(A few records)

┏━━

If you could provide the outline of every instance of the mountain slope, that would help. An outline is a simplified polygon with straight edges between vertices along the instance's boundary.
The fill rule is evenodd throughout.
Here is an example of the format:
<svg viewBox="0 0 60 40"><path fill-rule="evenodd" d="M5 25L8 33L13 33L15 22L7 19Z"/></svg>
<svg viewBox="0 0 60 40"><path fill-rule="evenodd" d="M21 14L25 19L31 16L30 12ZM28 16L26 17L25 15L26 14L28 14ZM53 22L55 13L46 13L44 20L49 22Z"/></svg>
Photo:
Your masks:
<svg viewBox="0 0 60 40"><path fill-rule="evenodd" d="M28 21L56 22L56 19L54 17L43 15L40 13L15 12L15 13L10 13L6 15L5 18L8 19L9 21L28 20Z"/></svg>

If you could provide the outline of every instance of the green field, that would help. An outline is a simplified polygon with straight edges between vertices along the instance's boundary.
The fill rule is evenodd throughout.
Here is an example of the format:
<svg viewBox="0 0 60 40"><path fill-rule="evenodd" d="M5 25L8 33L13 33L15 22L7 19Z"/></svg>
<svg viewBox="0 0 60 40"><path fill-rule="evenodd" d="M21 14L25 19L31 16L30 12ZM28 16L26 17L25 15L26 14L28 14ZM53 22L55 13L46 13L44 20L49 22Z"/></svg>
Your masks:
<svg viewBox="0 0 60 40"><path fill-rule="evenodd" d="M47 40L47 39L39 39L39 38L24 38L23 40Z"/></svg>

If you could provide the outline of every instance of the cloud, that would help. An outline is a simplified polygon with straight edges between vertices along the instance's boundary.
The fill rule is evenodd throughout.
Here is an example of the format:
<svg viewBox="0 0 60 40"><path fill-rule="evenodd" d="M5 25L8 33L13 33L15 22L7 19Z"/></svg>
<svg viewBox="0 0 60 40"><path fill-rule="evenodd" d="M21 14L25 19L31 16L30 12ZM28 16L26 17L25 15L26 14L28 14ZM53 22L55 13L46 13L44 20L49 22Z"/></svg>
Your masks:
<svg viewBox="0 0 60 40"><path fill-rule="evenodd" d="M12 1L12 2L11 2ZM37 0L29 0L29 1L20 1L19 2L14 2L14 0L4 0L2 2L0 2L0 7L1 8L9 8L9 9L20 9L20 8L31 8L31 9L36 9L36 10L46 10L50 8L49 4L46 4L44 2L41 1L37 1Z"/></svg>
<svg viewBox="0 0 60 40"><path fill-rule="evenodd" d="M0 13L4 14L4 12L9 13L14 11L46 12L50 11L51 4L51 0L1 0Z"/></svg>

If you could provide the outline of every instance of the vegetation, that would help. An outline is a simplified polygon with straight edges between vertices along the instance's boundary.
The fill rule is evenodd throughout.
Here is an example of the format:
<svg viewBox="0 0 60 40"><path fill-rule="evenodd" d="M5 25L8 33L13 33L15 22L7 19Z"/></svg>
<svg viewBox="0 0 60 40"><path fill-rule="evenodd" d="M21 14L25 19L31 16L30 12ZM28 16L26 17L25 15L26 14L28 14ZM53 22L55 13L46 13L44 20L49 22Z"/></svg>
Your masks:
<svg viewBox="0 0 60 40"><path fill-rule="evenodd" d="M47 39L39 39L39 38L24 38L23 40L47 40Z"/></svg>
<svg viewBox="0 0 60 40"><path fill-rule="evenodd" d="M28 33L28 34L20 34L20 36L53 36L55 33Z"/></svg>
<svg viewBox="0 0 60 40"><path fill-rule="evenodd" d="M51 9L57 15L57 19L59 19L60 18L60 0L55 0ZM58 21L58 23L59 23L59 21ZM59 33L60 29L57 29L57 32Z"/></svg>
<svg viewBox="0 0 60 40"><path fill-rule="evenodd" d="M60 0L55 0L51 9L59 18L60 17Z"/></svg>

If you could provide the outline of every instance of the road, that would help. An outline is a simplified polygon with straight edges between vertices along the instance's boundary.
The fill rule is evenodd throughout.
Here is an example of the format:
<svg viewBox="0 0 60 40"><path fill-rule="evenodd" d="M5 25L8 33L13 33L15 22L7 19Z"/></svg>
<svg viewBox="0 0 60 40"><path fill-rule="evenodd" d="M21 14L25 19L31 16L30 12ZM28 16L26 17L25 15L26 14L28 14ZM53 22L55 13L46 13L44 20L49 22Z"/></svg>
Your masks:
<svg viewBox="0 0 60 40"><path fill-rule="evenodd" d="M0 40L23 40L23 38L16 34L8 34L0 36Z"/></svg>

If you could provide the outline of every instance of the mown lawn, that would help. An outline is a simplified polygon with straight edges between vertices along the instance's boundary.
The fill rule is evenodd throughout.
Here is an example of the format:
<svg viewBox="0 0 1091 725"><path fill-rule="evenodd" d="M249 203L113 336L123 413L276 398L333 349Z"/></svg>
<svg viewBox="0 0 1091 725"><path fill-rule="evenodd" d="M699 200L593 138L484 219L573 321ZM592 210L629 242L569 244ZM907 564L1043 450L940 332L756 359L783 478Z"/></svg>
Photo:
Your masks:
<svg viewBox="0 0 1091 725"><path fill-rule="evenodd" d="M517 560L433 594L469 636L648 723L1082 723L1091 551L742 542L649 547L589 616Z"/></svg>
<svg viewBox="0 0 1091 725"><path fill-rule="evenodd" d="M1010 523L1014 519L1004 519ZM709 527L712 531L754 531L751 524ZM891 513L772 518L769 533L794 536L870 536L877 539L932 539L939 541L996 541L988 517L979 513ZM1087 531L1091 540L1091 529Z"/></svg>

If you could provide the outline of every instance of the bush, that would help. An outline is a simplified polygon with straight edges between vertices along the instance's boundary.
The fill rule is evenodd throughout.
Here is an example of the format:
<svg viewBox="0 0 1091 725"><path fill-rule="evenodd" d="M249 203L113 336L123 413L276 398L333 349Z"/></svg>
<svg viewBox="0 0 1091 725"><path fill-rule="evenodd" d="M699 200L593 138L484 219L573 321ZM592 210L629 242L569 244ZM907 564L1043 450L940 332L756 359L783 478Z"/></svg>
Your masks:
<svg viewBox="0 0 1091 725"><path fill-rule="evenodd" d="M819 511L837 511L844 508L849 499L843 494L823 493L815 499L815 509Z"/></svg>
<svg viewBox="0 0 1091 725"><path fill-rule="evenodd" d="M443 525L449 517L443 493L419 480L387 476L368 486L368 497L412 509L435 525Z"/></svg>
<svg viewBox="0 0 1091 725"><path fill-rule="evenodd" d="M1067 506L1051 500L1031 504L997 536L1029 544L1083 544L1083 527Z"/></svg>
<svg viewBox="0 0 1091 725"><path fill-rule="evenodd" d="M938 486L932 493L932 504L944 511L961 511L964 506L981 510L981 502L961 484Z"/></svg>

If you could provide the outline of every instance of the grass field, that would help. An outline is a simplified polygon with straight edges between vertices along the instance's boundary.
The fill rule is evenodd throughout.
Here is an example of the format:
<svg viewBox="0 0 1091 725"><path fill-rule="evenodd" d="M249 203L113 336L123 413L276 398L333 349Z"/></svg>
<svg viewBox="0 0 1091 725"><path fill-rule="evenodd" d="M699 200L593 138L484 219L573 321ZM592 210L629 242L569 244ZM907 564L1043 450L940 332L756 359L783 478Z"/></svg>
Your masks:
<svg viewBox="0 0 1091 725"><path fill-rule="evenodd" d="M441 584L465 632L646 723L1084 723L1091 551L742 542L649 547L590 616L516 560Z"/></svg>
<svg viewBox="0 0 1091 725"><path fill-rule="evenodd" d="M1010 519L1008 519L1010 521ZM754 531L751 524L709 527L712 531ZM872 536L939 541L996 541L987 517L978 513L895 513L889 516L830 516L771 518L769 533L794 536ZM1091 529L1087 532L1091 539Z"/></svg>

┗━━

■ **Stated goal**
Please put each line of the listing above into a JSON list of strings, one string per line, leaving out blank lines.

■ **Response to this task**
[
  "If you could provide the outline of every instance of the mountain slope, that would help. An outline is a simplified polygon with straight edges between vertices along the instance's boundary.",
  "The fill rule is evenodd throughout.",
  "Here is an example of the format:",
  "<svg viewBox=\"0 0 60 40\"><path fill-rule=\"evenodd\" d=\"M5 25L8 33L13 33L15 22L7 19Z\"/></svg>",
  "<svg viewBox=\"0 0 60 40\"><path fill-rule=\"evenodd\" d=\"M21 14L25 19L31 16L30 12ZM28 16L26 17L25 15L26 14L28 14ZM53 22L55 13L46 13L44 20L49 22Z\"/></svg>",
  "Photo:",
  "Your masks:",
  "<svg viewBox=\"0 0 60 40\"><path fill-rule=\"evenodd\" d=\"M28 21L56 22L56 19L54 17L43 15L40 13L15 12L15 13L10 13L6 15L5 18L8 19L9 21L28 20Z\"/></svg>",
  "If you could provide the outline of every instance of the green field, that would help. An outline is a simplified polygon with straight edges between vertices along the instance's boundary.",
  "The fill rule is evenodd throughout.",
  "Here is an example of the format:",
  "<svg viewBox=\"0 0 60 40\"><path fill-rule=\"evenodd\" d=\"M5 25L8 33L13 33L15 22L7 19Z\"/></svg>",
  "<svg viewBox=\"0 0 60 40\"><path fill-rule=\"evenodd\" d=\"M21 14L25 19L31 16L30 12ZM28 16L26 17L25 15L26 14L28 14ZM53 22L55 13L46 13L44 20L49 22Z\"/></svg>",
  "Your masks:",
  "<svg viewBox=\"0 0 60 40\"><path fill-rule=\"evenodd\" d=\"M47 40L47 39L39 39L39 38L24 38L23 40Z\"/></svg>",
  "If you could provide the outline of every instance of the cloud, that would help. An outline is a simplified polygon with straight edges between vertices along the instance's boundary.",
  "The fill rule is evenodd throughout.",
  "Here is an example of the format:",
  "<svg viewBox=\"0 0 60 40\"><path fill-rule=\"evenodd\" d=\"M5 25L8 33L13 33L15 22L7 19Z\"/></svg>",
  "<svg viewBox=\"0 0 60 40\"><path fill-rule=\"evenodd\" d=\"M21 14L25 19L31 16L30 12ZM28 16L26 17L25 15L26 14L28 14ZM53 22L55 13L46 13L44 20L49 22Z\"/></svg>",
  "Your masks:",
  "<svg viewBox=\"0 0 60 40\"><path fill-rule=\"evenodd\" d=\"M12 1L12 2L11 2ZM37 0L29 0L29 1L20 1L19 2L14 2L14 0L4 0L2 2L0 2L0 7L1 8L9 8L9 9L20 9L20 8L31 8L31 9L36 9L36 10L46 10L50 8L49 4L46 4L44 2L41 1L37 1Z\"/></svg>",
  "<svg viewBox=\"0 0 60 40\"><path fill-rule=\"evenodd\" d=\"M0 13L4 14L4 12L9 13L14 11L46 12L50 11L51 4L51 0L1 0Z\"/></svg>",
  "If you could provide the outline of every instance of the vegetation, that would help. An outline is a simplified polygon with straight edges between vertices along the instance's boundary.",
  "The fill rule is evenodd throughout.",
  "Here is an example of the format:",
  "<svg viewBox=\"0 0 60 40\"><path fill-rule=\"evenodd\" d=\"M5 25L8 33L13 33L15 22L7 19Z\"/></svg>",
  "<svg viewBox=\"0 0 60 40\"><path fill-rule=\"evenodd\" d=\"M21 14L25 19L31 16L30 12ZM28 16L26 17L25 15L26 14L28 14ZM53 22L55 13L46 13L44 20L49 22Z\"/></svg>",
  "Your masks:",
  "<svg viewBox=\"0 0 60 40\"><path fill-rule=\"evenodd\" d=\"M47 39L39 39L39 38L24 38L23 40L47 40Z\"/></svg>",
  "<svg viewBox=\"0 0 60 40\"><path fill-rule=\"evenodd\" d=\"M28 33L28 34L20 34L20 36L53 36L55 33Z\"/></svg>",
  "<svg viewBox=\"0 0 60 40\"><path fill-rule=\"evenodd\" d=\"M51 9L57 15L57 19L59 19L60 18L60 0L55 0ZM58 21L58 23L59 23L59 21ZM59 33L60 29L57 29L57 32Z\"/></svg>",
  "<svg viewBox=\"0 0 60 40\"><path fill-rule=\"evenodd\" d=\"M60 0L55 0L51 9L59 18L60 17Z\"/></svg>",
  "If you could provide the outline of every instance of the road, that would help. An outline is a simplified polygon with straight edges between vertices along the instance's boundary.",
  "The fill rule is evenodd throughout.",
  "Here is an example of the format:",
  "<svg viewBox=\"0 0 60 40\"><path fill-rule=\"evenodd\" d=\"M5 25L8 33L13 33L15 22L7 19Z\"/></svg>",
  "<svg viewBox=\"0 0 60 40\"><path fill-rule=\"evenodd\" d=\"M21 14L25 19L31 16L30 12ZM28 16L26 17L25 15L26 14L28 14ZM53 22L55 13L46 13L44 20L49 22Z\"/></svg>",
  "Your masks:",
  "<svg viewBox=\"0 0 60 40\"><path fill-rule=\"evenodd\" d=\"M0 40L23 40L23 38L16 34L8 34L0 36Z\"/></svg>",
  "If you could provide the outline of every instance of the mown lawn, that would help. An outline is a simplified polygon with straight edges between vertices along the instance's boundary.",
  "The fill rule is evenodd throughout.",
  "Here is an example of the format:",
  "<svg viewBox=\"0 0 1091 725\"><path fill-rule=\"evenodd\" d=\"M249 203L113 336L123 413L276 398L333 349Z\"/></svg>",
  "<svg viewBox=\"0 0 1091 725\"><path fill-rule=\"evenodd\" d=\"M699 200L593 138L484 219L573 321ZM592 210L629 242L569 244ZM907 564L1043 450L940 332L756 359L783 478Z\"/></svg>",
  "Photo:",
  "Your masks:",
  "<svg viewBox=\"0 0 1091 725\"><path fill-rule=\"evenodd\" d=\"M517 560L433 594L469 636L648 723L1082 723L1091 551L742 542L649 547L589 616Z\"/></svg>",
  "<svg viewBox=\"0 0 1091 725\"><path fill-rule=\"evenodd\" d=\"M1010 523L1014 519L1004 519ZM709 527L712 531L754 531L751 524ZM891 513L772 518L769 533L794 536L870 536L877 539L932 539L939 541L996 541L988 517L979 513ZM1087 531L1091 540L1091 529Z\"/></svg>",
  "If you could provide the outline of every instance of the bush, that would help. An outline is a simplified polygon with straight edges between vertices along the instance's boundary.",
  "The fill rule is evenodd throughout.",
  "Here is an example of the format:",
  "<svg viewBox=\"0 0 1091 725\"><path fill-rule=\"evenodd\" d=\"M249 203L113 336L123 413L276 398L333 349Z\"/></svg>",
  "<svg viewBox=\"0 0 1091 725\"><path fill-rule=\"evenodd\" d=\"M699 200L593 138L484 219L573 321ZM592 210L629 242L569 244ZM907 564L1043 450L940 332L756 359L783 478Z\"/></svg>",
  "Your masks:",
  "<svg viewBox=\"0 0 1091 725\"><path fill-rule=\"evenodd\" d=\"M819 511L837 511L844 508L849 499L843 494L823 493L815 499L815 509Z\"/></svg>",
  "<svg viewBox=\"0 0 1091 725\"><path fill-rule=\"evenodd\" d=\"M443 525L449 517L443 493L419 480L387 476L368 486L368 497L412 509L435 525Z\"/></svg>",
  "<svg viewBox=\"0 0 1091 725\"><path fill-rule=\"evenodd\" d=\"M1067 506L1051 500L1031 504L997 536L1029 544L1083 544L1083 527Z\"/></svg>",
  "<svg viewBox=\"0 0 1091 725\"><path fill-rule=\"evenodd\" d=\"M938 486L932 493L932 504L944 511L961 511L964 506L981 510L981 502L961 484Z\"/></svg>",
  "If you could provide the outline of every instance of the grass field, that would help. An outline is a simplified polygon with straight edges between vertices along the instance's boundary.",
  "The fill rule is evenodd throughout.",
  "Here is an example of the format:",
  "<svg viewBox=\"0 0 1091 725\"><path fill-rule=\"evenodd\" d=\"M249 203L113 336L123 413L276 398L333 349Z\"/></svg>",
  "<svg viewBox=\"0 0 1091 725\"><path fill-rule=\"evenodd\" d=\"M699 200L593 138L484 219L573 321ZM592 210L629 242L569 244ZM907 564L1043 450L940 332L756 359L783 478Z\"/></svg>",
  "Your masks:",
  "<svg viewBox=\"0 0 1091 725\"><path fill-rule=\"evenodd\" d=\"M441 584L465 632L646 723L1084 723L1091 551L742 542L649 547L590 616L516 560Z\"/></svg>",
  "<svg viewBox=\"0 0 1091 725\"><path fill-rule=\"evenodd\" d=\"M1010 519L1008 519L1010 521ZM754 531L751 524L709 527L712 531ZM872 536L939 541L996 541L987 517L978 513L895 513L889 516L830 516L771 518L769 533L794 536ZM1091 529L1087 532L1091 539Z\"/></svg>"
]